» Task details: Reproduce the WMGO radio station entry word for word, from its first line to its last.

WMGO
- Canton, Mississippi; United States;
- Broadcast area: Jackson, Mississippi
- Frequency: 1370 kHz
- Branding: 1370 WMGO

Programming
- Format: Full-service
- Affiliations: Supertalk Mississippi

Ownership
- Owner: WMGO Broadcasting Corp.

History
- First air date: 1953 (as WDOB)
- Former call signs: WDOB (1953–1963)
- Call sign meaning: Watch Madison Go

Technical information
- Licensing authority: FCC
- Facility ID: 73259
- Class: D
- Power: 1,000 watts day 28 watts night
- Transmitter coordinates: 32°37′36″N 90°1′47″W﻿ / ﻿32.62667°N 90.02972°W

Links
- Public license information: Public file; LMS;

= WMGO =

Radio station in Canton–Jackson, Mississippi

WMGO (1370 AM) is a radio station broadcasting a full service format. Licensed to Canton, Mississippi, United States, the station serves the Jackson, Mississippi area. The station is currently owned by WMGO Broadcasting Corp.

» Data records:
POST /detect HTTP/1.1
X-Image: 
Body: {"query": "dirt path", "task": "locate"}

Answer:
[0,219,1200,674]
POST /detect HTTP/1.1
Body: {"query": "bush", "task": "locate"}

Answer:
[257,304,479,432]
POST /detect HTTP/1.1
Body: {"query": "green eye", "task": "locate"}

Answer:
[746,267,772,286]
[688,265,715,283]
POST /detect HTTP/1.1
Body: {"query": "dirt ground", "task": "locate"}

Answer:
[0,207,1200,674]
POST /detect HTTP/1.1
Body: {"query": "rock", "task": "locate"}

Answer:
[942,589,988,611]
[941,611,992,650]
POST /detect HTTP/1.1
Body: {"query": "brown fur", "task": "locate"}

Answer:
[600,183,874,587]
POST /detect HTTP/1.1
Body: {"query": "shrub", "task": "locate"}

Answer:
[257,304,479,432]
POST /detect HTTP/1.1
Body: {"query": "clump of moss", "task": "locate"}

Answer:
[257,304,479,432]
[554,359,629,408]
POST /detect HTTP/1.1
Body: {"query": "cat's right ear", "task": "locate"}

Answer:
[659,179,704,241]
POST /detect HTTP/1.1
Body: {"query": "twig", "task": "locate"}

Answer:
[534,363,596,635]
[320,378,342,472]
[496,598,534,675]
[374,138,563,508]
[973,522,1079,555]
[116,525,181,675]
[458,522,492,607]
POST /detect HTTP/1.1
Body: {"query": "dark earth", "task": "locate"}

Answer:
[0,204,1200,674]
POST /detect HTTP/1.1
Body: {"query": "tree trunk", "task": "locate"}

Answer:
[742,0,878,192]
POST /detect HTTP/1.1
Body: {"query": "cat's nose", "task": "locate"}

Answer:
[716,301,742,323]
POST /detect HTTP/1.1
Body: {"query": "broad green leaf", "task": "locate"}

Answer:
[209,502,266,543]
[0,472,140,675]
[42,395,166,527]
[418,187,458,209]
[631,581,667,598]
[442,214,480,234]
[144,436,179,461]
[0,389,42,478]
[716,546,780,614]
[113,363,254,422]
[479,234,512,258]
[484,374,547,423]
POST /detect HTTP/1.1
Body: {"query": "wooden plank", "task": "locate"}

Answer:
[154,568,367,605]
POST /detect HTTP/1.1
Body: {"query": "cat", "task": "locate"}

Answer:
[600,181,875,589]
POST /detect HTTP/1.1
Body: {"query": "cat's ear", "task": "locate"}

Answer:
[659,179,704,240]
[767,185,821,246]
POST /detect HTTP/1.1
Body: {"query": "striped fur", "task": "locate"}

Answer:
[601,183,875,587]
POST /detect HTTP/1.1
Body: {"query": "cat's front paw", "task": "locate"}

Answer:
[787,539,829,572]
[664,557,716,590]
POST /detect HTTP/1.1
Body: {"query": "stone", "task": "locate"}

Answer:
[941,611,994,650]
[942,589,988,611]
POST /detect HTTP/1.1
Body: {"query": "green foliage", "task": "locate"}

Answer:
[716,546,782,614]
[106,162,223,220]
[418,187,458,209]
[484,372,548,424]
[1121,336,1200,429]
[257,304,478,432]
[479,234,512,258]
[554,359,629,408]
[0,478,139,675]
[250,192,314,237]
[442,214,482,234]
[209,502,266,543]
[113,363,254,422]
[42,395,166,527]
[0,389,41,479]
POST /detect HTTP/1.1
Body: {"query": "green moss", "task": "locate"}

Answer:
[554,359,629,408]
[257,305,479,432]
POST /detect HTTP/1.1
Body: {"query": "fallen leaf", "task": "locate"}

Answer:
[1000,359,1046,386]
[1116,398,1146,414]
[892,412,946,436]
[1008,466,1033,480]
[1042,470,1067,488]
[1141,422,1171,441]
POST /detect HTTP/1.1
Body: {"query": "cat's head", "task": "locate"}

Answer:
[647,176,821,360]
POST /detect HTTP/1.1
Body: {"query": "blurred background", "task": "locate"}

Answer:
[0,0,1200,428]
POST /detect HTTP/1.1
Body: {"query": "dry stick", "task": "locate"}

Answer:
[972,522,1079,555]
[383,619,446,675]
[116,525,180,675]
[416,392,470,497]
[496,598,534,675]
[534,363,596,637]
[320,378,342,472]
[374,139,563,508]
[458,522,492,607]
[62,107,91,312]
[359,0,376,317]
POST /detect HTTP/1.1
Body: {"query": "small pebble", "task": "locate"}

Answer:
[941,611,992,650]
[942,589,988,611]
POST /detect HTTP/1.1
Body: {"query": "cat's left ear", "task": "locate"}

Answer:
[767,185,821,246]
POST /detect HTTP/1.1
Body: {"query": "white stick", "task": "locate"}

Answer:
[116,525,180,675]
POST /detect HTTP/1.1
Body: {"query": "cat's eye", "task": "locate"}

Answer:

» Answer to the exercise:
WMGO
- Canton, Mississippi; United States;
- Broadcast area: Jackson, Mississippi
- Frequency: 1370 kHz
- Branding: 1370 WMGO

Programming
- Format: Full-service
- Affiliations: Supertalk Mississippi

Ownership
- Owner: WMGO Broadcasting Corp.

History
- First air date: 1953 (as WDOB)
- Former call signs: WDOB (1953–1963)
- Call sign meaning: Watch Madison Go

Technical information
- Licensing authority: FCC
- Facility ID: 73259
- Class: D
- Power: 1,000 watts day 28 watts night
- Transmitter coordinates: 32°37′36″N 90°1′47″W﻿ / ﻿32.62667°N 90.02972°W

Links
- Public license information: Public file; LMS;

= WMGO =

Radio station in Canton–Jackson, Mississippi

WMGO (1370 AM) is a radio station broadcasting a full service format. Licensed to Canton, Mississippi, United States, the station serves the Jackson, Mississippi area. The station is currently owned by WMGO Broadcasting Corp.